DIRECTIONS FOR THIS TASK:
Could you pick up the book review of Prophetic Problems after its last paragraph and carry it forward?

ARTICLE:
◆ ◆ ◆ ◆ ◆ ◆ ◆
Book Review -- By: Anonymous
Journal: Journal of the Evangelical Theological Society
Volume: JETS 17:4 (Fall 1974)
Article: Book Review
Author: Anonymous
JETS 17:4 (Fall 1974) p. 243
Book Review
Prophetic Problems, with Alternate Solutions. By Clarence E. Mason, Jr., Chicago: Moody Press, 1973. Pp. 251 and Scripture index. $4.95. By J. Barton Payne, Covenant Theological Seminary, St. Louis, Missouri.
Among the conflicting claims of today’s prophetic interpreters, the need is obvious for a volume that fulfills the promise held out in the above title: of bringing into focus major problem areas and of weighing, with judiciousness, the merits of major alternative approaches to them. After almost half a century as Professor of Bible Exposition at the Philadelphia College of Bible, Dr. Mason is certainly qualified. His opening admonition, “Never be afraid to change,” and his testimony about “many changed positions from what I was taught” (p. 8), encourage further optimism. His subsequent insights—for example, on the importance of distinguishing fulfilled prophecies from those yet to be fulfilled (p. 204), on the indistinguishability of the kingdom of heaven and the kingdom of God (103) and of the day of Christ, of God, and of the Lord (p. 147), and on Revelation 1–11’s reiteration in chapters 12–22 (233)—all suggest an awareness of Biblical options that could benefit the entire evangelical community.
◆ ◆ ◆ ◆ ◆ ◆ ◆
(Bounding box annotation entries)

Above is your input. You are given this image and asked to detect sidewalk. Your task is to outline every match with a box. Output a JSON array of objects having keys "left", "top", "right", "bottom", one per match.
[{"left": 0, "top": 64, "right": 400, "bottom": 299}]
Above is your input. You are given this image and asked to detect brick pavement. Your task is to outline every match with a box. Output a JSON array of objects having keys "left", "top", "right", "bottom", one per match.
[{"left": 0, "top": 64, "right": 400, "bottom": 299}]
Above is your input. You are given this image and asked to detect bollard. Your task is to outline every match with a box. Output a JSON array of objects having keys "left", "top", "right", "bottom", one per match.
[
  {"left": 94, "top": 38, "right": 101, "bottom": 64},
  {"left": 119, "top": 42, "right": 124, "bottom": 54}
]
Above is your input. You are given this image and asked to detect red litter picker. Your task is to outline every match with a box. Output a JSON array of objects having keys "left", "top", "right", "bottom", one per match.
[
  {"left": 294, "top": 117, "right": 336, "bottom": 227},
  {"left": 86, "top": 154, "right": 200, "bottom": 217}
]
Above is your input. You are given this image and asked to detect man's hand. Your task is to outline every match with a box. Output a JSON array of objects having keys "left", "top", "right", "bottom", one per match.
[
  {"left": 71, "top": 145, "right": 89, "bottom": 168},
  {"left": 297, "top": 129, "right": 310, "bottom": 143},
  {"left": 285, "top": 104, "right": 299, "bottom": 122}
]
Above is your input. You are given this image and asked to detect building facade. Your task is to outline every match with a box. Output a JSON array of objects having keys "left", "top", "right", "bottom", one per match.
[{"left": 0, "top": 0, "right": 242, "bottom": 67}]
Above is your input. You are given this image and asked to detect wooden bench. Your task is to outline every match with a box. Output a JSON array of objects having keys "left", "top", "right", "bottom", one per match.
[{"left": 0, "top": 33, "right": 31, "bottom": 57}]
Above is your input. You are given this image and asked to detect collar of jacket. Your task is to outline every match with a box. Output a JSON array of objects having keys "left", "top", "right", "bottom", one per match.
◆ ◆ ◆ ◆ ◆ ◆ ◆
RESULT FOR THIS TASK:
But such potential remains unrealized. For though “the writer is a great believer in free discussion [ this must be] among those of the premillennial dispensational viewpoint” (143). Dogmatic affirmations, without a hint of alternative possibilities, begin with such broad matters as insistance upon double fulfillment (the “virgin” in Isa. 7:14 is both Isaiah’s first wife and Mary the mother of Jesus, p. 50), millennialism (12), the postponed kingdom (89) with a parenthesis church unforeseen in the OT (79, 97, 210), and an end-time 70th week of Daniel (= the tribulation, 135, 150, 179). They continue on down to such specific claims as these: that the sermon on the mount is not to the church but to millennial Jews (90, 92), that the times of the Gentiles begin with Nebuchadnezzar (16, 166), and that the beast out of the sea of Rev. 13:1–10 must mean “the revived Roman empire of the west” (170, 185, 218). All “non-dispensationalists” are automatically equated with those who deny the earthly kingdom and hold only to a spiritual rule (127). Even within the family of C. I. Scofield, Mason’s goal is not so much to present alternative solutions as to promote his own predilections: thus, to equate Egypt with the king of the south in Dan. 11:40 is “a colossal mi...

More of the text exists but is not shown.